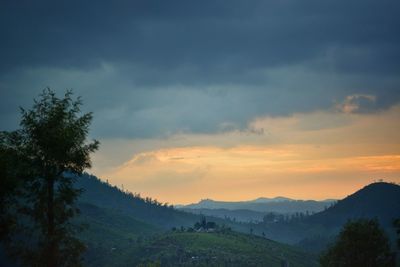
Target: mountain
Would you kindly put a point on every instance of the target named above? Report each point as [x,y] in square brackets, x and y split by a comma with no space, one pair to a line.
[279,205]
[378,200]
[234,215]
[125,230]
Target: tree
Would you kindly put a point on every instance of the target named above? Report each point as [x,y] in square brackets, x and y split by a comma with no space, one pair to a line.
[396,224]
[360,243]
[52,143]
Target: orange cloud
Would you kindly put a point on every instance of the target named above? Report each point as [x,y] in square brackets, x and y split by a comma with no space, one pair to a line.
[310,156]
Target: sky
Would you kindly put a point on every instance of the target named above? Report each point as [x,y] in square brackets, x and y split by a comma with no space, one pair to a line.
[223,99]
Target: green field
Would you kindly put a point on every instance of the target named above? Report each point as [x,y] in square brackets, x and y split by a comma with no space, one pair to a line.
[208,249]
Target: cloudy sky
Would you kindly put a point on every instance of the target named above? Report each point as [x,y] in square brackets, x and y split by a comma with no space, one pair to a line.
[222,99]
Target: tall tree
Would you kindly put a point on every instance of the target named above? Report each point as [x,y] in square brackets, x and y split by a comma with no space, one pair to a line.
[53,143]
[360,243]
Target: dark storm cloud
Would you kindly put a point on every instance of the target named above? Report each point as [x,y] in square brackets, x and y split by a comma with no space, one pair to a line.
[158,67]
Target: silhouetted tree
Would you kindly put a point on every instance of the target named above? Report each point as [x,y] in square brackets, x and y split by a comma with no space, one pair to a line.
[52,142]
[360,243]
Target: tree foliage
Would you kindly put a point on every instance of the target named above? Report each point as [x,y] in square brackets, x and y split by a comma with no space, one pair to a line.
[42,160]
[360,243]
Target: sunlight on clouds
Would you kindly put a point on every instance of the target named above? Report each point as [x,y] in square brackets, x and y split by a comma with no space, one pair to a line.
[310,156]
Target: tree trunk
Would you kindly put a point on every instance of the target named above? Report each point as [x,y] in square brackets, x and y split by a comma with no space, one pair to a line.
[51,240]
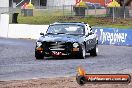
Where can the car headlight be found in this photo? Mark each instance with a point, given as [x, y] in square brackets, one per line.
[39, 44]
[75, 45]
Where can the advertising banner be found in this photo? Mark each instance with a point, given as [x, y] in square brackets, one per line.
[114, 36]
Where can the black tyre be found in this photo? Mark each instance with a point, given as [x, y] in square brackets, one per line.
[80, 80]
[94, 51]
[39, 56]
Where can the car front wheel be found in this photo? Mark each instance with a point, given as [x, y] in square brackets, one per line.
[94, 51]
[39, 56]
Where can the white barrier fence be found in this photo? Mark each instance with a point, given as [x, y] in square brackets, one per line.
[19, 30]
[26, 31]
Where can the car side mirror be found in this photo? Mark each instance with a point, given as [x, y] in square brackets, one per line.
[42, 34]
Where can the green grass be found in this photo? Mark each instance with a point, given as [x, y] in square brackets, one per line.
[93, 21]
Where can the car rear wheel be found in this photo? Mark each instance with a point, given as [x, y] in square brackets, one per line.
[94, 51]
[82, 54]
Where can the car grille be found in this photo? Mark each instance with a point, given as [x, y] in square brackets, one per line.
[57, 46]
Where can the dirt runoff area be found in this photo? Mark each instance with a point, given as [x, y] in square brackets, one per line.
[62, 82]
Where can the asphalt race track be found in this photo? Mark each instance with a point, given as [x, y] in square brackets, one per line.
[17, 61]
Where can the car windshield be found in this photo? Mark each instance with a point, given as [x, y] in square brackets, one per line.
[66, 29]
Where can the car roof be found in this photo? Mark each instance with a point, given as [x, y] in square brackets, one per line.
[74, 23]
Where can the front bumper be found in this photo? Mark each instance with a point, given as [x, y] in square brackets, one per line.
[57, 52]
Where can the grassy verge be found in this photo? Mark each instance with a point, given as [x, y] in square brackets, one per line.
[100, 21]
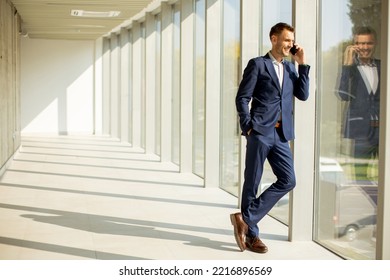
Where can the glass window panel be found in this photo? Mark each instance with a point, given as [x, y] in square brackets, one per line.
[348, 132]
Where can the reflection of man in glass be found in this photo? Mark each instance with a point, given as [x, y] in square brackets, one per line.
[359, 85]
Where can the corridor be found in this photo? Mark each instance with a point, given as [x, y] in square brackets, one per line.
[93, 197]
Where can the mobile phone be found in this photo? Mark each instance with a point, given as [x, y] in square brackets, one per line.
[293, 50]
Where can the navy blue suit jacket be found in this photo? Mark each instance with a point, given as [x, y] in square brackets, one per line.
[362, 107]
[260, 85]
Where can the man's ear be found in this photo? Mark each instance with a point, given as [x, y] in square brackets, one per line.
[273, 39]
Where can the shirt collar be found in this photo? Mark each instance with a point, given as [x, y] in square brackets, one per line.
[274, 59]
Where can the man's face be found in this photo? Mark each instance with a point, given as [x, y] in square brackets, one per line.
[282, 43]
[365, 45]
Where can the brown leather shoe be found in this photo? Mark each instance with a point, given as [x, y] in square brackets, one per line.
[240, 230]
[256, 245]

Problem description:
Would you please reproduce verbatim the run of lines that opens the listing and ends with the line holding "Target: cloudy sky", and only that run, leaving every picture out?

Output for this exercise:
Target: mountain
Would you kindly put a point on every instance of the target named above? Report each point as [x,y] in square brackets, x and y split by a comma with no space, one pair to a line.
[279,205]
[378,200]
[234,215]
[125,230]
Target: tree
Would you kindly put a point on every instance of the target named above? Report each point as [x,y] in square brackets, x and y split by a comma with no space, one pair to a line.
[396,224]
[360,243]
[52,143]
Target: orange cloud
Would you kindly put a point on every instance of the target named above? Report each point as [x,y] in square brackets, x and y split by a comma with no space, one pair to a line.
[310,156]
Target: sky
Would you kindly put a point on every instance of the target named above? Report each point as [x,y] in square brackets, x and y split by a comma with no space, one pair to a line.
[223,99]
Target: green field
Would you kindly put a point on every instance of the target named above? Report each point as [x,y] in square brackets, x and y split by a comma with no space, one pair to a line.
[208,249]
Target: cloudy sky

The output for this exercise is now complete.